Region annotation items =
━━━━━━━━━━━━━━━━

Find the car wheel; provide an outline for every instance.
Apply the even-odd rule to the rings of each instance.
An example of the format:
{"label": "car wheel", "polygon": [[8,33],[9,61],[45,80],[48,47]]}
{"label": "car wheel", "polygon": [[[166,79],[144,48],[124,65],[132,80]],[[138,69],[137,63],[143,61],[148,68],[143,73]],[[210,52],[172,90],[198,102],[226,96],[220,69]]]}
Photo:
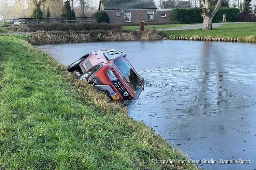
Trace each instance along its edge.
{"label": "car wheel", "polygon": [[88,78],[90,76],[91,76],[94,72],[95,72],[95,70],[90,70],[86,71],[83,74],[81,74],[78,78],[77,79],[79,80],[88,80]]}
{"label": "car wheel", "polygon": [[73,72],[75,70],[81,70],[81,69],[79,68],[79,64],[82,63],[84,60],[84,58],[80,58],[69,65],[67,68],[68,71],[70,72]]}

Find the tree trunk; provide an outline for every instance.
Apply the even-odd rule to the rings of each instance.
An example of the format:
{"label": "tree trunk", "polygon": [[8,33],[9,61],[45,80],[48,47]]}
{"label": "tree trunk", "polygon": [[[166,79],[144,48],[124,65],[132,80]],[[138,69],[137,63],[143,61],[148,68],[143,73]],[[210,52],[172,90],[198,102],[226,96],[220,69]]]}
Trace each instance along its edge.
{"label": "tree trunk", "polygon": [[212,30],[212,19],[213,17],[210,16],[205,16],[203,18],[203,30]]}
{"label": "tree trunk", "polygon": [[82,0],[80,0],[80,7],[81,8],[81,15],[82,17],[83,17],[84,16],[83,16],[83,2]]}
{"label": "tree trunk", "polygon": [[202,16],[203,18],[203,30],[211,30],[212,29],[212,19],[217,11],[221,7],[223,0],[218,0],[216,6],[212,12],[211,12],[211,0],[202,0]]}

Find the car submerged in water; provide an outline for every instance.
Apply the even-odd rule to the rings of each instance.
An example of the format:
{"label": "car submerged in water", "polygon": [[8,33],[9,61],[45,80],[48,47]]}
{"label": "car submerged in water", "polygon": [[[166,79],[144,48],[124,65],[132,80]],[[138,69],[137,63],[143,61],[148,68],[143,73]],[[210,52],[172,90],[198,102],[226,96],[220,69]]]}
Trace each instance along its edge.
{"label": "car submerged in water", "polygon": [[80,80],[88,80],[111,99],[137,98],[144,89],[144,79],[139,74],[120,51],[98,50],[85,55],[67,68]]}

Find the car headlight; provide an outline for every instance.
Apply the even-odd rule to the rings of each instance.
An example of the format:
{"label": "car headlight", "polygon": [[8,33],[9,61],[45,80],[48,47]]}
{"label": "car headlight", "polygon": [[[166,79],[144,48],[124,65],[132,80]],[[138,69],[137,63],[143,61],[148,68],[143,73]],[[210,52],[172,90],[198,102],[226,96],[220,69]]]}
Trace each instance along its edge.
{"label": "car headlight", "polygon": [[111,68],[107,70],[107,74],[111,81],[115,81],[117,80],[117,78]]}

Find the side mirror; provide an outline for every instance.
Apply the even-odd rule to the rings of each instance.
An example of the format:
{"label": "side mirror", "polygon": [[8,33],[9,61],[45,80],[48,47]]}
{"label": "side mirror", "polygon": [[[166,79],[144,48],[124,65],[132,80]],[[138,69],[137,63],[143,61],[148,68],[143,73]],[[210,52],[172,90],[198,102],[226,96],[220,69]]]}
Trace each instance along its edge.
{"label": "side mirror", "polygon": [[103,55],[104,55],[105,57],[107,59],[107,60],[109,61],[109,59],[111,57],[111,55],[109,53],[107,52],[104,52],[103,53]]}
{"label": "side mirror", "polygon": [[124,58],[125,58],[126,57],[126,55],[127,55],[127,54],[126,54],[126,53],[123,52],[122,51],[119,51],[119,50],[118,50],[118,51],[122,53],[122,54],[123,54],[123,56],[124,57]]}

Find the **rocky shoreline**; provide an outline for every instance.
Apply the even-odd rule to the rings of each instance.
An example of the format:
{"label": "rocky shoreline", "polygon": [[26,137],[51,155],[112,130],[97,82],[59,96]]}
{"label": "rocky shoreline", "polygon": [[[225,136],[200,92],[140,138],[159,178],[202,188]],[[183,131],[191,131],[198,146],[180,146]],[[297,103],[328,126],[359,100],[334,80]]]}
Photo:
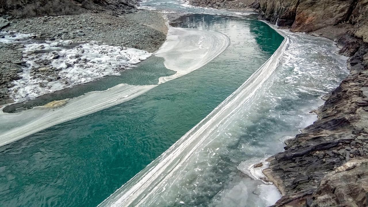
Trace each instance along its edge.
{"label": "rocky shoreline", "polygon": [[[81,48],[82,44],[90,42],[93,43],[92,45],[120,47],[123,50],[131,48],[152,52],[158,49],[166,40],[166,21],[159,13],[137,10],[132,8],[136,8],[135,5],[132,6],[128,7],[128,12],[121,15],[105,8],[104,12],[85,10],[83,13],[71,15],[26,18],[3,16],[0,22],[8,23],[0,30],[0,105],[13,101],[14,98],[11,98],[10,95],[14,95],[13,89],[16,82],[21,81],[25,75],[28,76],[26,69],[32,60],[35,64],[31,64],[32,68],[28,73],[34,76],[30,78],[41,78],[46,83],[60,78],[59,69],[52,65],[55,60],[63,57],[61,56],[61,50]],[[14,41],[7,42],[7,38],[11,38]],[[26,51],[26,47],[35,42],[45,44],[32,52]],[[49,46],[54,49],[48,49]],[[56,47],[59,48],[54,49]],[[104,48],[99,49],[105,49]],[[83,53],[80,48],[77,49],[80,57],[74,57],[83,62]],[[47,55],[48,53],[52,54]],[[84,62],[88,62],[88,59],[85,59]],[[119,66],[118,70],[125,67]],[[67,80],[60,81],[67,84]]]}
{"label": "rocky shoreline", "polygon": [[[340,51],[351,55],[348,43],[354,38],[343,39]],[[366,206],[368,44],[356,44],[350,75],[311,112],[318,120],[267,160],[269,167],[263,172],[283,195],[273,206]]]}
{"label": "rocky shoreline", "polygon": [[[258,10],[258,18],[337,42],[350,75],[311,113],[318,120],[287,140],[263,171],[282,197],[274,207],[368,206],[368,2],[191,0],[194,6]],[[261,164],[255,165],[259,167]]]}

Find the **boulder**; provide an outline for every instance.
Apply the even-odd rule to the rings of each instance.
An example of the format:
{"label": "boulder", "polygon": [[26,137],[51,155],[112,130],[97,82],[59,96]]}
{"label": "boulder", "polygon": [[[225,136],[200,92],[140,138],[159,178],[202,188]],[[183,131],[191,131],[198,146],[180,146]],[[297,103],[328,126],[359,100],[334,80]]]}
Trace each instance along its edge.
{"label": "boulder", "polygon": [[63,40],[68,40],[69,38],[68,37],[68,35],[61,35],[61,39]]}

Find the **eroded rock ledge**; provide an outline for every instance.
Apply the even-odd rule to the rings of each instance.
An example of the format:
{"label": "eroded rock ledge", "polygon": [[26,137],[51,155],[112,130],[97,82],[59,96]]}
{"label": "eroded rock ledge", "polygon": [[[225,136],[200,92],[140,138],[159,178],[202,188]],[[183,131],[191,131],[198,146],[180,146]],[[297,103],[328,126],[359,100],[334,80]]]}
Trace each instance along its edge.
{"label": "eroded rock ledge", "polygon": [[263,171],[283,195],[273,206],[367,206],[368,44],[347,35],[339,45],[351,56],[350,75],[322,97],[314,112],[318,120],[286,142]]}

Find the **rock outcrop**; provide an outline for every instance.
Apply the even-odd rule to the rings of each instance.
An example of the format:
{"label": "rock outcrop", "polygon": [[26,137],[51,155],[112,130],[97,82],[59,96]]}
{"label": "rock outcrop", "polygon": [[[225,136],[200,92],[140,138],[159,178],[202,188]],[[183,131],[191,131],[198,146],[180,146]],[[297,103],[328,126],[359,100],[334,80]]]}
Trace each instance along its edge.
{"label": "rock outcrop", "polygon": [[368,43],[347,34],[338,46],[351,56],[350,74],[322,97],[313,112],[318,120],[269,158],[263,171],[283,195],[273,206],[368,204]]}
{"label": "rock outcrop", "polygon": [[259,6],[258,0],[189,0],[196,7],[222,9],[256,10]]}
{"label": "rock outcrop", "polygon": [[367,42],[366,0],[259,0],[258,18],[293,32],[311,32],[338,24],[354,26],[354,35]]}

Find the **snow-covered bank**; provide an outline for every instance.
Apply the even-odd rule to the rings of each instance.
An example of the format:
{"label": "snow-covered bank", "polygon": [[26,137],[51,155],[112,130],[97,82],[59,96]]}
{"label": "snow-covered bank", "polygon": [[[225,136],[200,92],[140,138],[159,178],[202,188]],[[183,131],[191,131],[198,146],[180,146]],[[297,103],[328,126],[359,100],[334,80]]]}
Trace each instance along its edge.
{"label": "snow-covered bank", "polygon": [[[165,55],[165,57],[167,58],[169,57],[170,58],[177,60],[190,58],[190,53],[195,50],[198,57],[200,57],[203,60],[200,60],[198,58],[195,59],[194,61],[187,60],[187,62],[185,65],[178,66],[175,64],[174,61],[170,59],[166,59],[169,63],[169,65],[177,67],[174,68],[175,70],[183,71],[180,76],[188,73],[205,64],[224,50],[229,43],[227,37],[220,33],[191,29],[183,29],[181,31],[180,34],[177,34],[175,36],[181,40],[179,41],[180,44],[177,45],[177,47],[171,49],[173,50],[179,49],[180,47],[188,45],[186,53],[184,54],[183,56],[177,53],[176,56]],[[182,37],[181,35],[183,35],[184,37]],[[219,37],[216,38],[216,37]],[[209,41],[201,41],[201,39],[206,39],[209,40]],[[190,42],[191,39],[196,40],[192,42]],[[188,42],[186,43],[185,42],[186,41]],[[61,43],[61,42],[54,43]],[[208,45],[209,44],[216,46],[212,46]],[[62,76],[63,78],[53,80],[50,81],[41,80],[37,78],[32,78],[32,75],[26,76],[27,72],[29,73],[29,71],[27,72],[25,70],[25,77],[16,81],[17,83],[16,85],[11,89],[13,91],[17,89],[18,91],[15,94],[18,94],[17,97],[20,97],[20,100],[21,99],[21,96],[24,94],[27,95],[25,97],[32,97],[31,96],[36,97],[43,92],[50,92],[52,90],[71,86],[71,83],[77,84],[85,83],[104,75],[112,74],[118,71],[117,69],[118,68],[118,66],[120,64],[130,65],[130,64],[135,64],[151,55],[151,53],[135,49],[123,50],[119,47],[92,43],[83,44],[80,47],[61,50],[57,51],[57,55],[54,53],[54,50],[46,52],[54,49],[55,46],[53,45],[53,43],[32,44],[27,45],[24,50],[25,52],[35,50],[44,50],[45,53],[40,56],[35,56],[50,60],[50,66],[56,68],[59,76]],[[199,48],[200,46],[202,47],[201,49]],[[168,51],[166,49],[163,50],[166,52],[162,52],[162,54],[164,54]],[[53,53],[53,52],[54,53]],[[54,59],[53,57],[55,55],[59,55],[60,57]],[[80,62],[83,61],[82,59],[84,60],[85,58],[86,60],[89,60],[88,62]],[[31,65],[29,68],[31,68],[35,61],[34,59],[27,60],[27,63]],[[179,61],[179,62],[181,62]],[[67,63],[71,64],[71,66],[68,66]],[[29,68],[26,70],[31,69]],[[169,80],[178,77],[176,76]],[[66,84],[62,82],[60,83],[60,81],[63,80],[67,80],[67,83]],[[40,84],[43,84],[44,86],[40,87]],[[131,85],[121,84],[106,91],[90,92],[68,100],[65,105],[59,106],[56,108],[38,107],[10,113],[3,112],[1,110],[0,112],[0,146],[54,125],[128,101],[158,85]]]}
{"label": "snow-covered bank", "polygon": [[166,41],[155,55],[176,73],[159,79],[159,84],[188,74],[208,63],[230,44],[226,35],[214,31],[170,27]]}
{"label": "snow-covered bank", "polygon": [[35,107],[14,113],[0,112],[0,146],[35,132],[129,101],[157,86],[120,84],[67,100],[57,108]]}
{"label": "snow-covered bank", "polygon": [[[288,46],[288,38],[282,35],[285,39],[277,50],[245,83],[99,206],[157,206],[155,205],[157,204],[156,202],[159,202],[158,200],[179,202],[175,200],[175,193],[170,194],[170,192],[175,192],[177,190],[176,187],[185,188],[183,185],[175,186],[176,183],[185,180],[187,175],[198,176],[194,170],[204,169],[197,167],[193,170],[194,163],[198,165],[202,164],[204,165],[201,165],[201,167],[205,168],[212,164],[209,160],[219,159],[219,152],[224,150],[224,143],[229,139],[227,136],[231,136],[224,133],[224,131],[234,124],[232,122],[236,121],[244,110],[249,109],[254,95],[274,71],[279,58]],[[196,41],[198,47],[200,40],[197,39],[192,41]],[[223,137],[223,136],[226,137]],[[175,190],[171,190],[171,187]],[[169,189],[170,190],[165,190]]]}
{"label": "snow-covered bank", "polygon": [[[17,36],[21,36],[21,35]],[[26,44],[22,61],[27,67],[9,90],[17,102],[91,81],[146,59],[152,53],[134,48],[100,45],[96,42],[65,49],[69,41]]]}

━━━━━━━━━━━━━━━━

WORK INSTRUCTIONS = Extract each line above that contains the string "outline", and give them in their original order.

SOLUTION FOR THIS EXERCISE =
Find the car wheel; provide an outline for every instance.
Find the tree trunk; provide an outline for every instance.
Find the car submerged in water; provide an outline for every instance.
Find the car headlight; provide an outline for every instance.
Find the side mirror; provide an outline for every instance.
Find the **rocky shoreline**; provide an outline for every instance.
Find the **boulder**; provide an outline for every instance.
Find the **eroded rock ledge**; provide an outline for every instance.
Find the **rock outcrop**; provide an outline for every instance.
Find the **snow-covered bank**; provide an outline for every instance.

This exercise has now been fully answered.